Task instructions: Your job is to set down the listing again exactly as it stands.

Available data:
════

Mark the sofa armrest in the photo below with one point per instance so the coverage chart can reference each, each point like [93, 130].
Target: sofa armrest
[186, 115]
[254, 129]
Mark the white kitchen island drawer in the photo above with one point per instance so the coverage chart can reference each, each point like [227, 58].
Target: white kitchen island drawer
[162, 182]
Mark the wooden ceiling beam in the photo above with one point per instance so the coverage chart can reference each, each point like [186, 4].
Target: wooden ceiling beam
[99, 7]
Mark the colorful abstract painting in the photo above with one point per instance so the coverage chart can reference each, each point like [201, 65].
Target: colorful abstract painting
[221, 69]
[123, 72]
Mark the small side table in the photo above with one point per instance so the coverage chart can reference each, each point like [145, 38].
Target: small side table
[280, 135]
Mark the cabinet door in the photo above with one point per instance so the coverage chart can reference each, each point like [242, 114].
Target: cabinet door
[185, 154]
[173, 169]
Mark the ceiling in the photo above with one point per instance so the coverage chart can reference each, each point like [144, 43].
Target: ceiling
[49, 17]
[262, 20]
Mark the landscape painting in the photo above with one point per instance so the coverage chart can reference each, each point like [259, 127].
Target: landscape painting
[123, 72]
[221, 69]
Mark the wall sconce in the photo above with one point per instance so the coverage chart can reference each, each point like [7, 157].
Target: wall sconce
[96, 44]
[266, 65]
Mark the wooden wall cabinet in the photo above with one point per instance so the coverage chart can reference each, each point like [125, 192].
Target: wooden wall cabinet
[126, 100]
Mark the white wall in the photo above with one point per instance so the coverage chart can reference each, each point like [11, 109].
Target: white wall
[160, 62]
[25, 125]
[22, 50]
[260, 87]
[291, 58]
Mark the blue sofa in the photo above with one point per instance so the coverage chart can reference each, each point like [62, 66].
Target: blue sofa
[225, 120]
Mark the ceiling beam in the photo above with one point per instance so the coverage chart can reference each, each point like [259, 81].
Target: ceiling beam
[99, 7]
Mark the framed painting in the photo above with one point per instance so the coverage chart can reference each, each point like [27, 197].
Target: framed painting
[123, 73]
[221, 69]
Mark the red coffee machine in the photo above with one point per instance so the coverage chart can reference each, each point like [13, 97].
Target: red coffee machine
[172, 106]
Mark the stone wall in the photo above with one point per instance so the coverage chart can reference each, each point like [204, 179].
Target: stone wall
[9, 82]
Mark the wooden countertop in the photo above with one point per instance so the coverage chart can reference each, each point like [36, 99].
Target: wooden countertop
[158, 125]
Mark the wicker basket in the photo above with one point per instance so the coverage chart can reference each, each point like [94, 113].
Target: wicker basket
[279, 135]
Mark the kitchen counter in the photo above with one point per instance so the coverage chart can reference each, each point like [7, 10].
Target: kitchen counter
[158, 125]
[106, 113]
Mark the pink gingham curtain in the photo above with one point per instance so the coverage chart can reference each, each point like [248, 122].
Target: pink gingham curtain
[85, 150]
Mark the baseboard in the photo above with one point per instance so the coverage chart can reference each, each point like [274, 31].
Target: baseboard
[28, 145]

════

Task solution:
Mark the sofa armrest in the photo below with one point per instance so the coverage chart can reference each, each point like [93, 130].
Target: sofa armrest
[186, 115]
[254, 129]
Mark the white kitchen island drawer in the photo above with one point per instance so the coverage chart can reference each, each point like [227, 58].
Target: white kitchen island drawer
[162, 182]
Mark the wooden ceiling beam in the photo above with one point per instance so the coverage chart can reference each, each point like [186, 4].
Target: wooden ceiling beam
[99, 7]
Mark the colorful abstract painting in the photo above with one point per instance so the coverage chart can reference each, each point like [201, 65].
Target: colorful abstract painting
[221, 69]
[123, 72]
Mark the small side table in the photo above with one point per instance so the coverage chart can reference each, each point like [145, 38].
Target: small side table
[280, 135]
Mark the cabinet door in the photo above with one point per instance so the coverage chart can reference each, each point like [242, 114].
Target: cabinet door
[185, 154]
[173, 169]
Mark the ceiling in the photo above with one point per instance so the coverage chart can reference each, each point like [144, 43].
Target: ceiling
[49, 17]
[262, 20]
Mark the landscape painting in the photo above with one point per instance so the coverage chart can reference each, each point like [259, 127].
Target: landscape painting
[123, 72]
[221, 69]
Mark the wall sconce in the photo above with one point per instance so the coverage chart can reference each, each point like [7, 157].
Target: wall sconce
[96, 44]
[266, 65]
Mark the wooden wall cabinet in the photo above with one point per instance so the coverage chart can reference each, each point like [125, 192].
Target: wooden wall cabinet
[126, 100]
Mark the white wall in the photo above with one point per instance so the coverage chart can reference each, each point like [11, 109].
Target: white wall
[160, 62]
[25, 125]
[22, 50]
[260, 87]
[291, 58]
Mark the blue sofa in the photo above with one point per instance so the coverage chart can reference each, each point like [62, 66].
Target: blue sofa
[225, 120]
Mark the ceiling beam in the photo above with one point per instance so the coverage chart can reference each, each point like [259, 81].
Target: ceiling beam
[99, 7]
Mark the framed painting in the photo above with one point per instance so the coverage chart can reference each, each point like [27, 197].
Target: framed painting
[123, 73]
[221, 69]
Mark the red coffee machine in the photo above with one point per instance so the coverage chart can reference each, each point like [13, 97].
Target: red coffee machine
[172, 106]
Mark the stone wall in the photo above with one point per instance so the coverage chart can reference each, each point like [204, 179].
Target: stone wall
[9, 82]
Mark the wooden countertop in the photo above with one point per instance so the coverage chart can reference each, each point like [36, 99].
Target: wooden countertop
[158, 125]
Mark the wicker basket in the photo above with one point per instance so the coverage chart can reference each, each point like [94, 113].
Target: wicker basket
[279, 135]
Mark the kitchen counter in the photo above with one point per instance so the coverage chart can reference each, each point like [7, 10].
Target: kitchen counter
[158, 125]
[106, 113]
Mark the pink gingham curtain in the photo above with one point per instance so the coverage chart can reference each, each point like [248, 122].
Target: pink gingham curtain
[85, 150]
Mark the baseboard in the photo above with one point per instance so the coverage chart can reference each, each point like [274, 31].
Target: baseboard
[28, 145]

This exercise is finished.